**WHAT YOU HAVE TO DO:**
Reproduce every one of the following records line for line, without any alteration, but leave out the picture.

**MATERIAL:**
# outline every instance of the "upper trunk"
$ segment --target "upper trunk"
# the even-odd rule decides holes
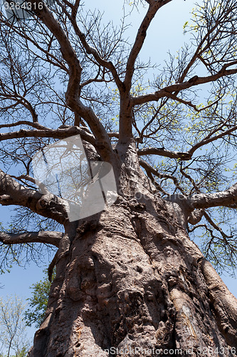
[[[29,356],[236,356],[237,301],[186,216],[144,188],[75,228]]]

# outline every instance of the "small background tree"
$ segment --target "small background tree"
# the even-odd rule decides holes
[[[0,298],[0,342],[4,357],[25,357],[28,353],[25,308],[23,300],[16,296]]]

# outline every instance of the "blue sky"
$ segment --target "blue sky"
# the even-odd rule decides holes
[[[87,3],[90,4],[92,10],[95,6],[98,6],[98,1],[88,1]],[[105,11],[106,19],[114,19],[115,14],[122,14],[122,1],[100,0],[99,5],[100,8]],[[169,50],[175,54],[184,44],[184,41],[188,41],[188,35],[184,36],[183,34],[183,26],[185,21],[189,20],[189,14],[194,5],[194,1],[192,0],[173,0],[160,10],[148,31],[146,42],[141,53],[141,57],[144,61],[150,57],[153,62],[162,63],[164,59],[168,58]],[[135,36],[143,13],[144,11],[142,11],[138,14],[135,11],[130,16],[132,27],[130,31],[132,38]],[[118,24],[117,19],[118,15],[117,17]],[[0,206],[0,221],[7,221],[9,216],[9,210]],[[46,261],[45,266],[47,263]],[[43,264],[39,268],[33,263],[26,268],[14,266],[10,273],[0,276],[0,284],[4,286],[4,288],[0,290],[0,294],[5,296],[16,293],[23,298],[30,297],[29,286],[43,278],[42,271],[45,267]],[[222,276],[221,278],[229,290],[237,296],[236,279],[227,276]],[[33,328],[29,330],[29,336],[33,336]]]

**RESULT OF THIS EXERCISE:**
# outline every instance of the "upper trunk"
$ segment --target "upper trunk"
# the even-odd rule decides holes
[[[29,356],[236,356],[237,301],[186,216],[144,188],[75,228]]]

# outline every instance of the "small background tree"
$ segment --target "small background tree"
# the even-odd rule decides holes
[[[0,298],[0,342],[4,357],[25,357],[28,353],[25,308],[23,300],[16,296]]]

# outline every instance of the "blue sky"
$ segment --target "blue sky"
# the even-odd rule decides holes
[[[87,3],[90,4],[92,10],[95,6],[98,6],[98,1],[88,1]],[[105,11],[106,19],[114,19],[115,14],[122,14],[122,1],[100,0],[99,5],[100,8]],[[169,50],[175,54],[184,44],[184,41],[188,41],[188,35],[184,36],[183,34],[183,26],[185,21],[189,20],[189,14],[194,5],[194,1],[192,0],[173,0],[160,10],[148,31],[146,42],[141,53],[141,57],[144,61],[150,57],[153,62],[162,63],[164,59],[168,58]],[[135,36],[143,13],[144,11],[142,11],[138,14],[135,11],[130,16],[132,27],[130,31],[132,38]],[[118,24],[117,19],[118,15],[117,17]],[[0,206],[0,221],[7,221],[9,216],[9,210]],[[46,261],[45,266],[47,263]],[[43,264],[39,268],[33,263],[26,268],[14,266],[10,273],[0,276],[0,284],[4,286],[4,288],[0,290],[0,294],[5,296],[16,293],[23,298],[30,297],[29,286],[43,278],[42,271],[45,267]],[[222,276],[221,278],[229,290],[237,296],[236,279],[227,276]],[[33,328],[29,330],[29,336],[33,336]]]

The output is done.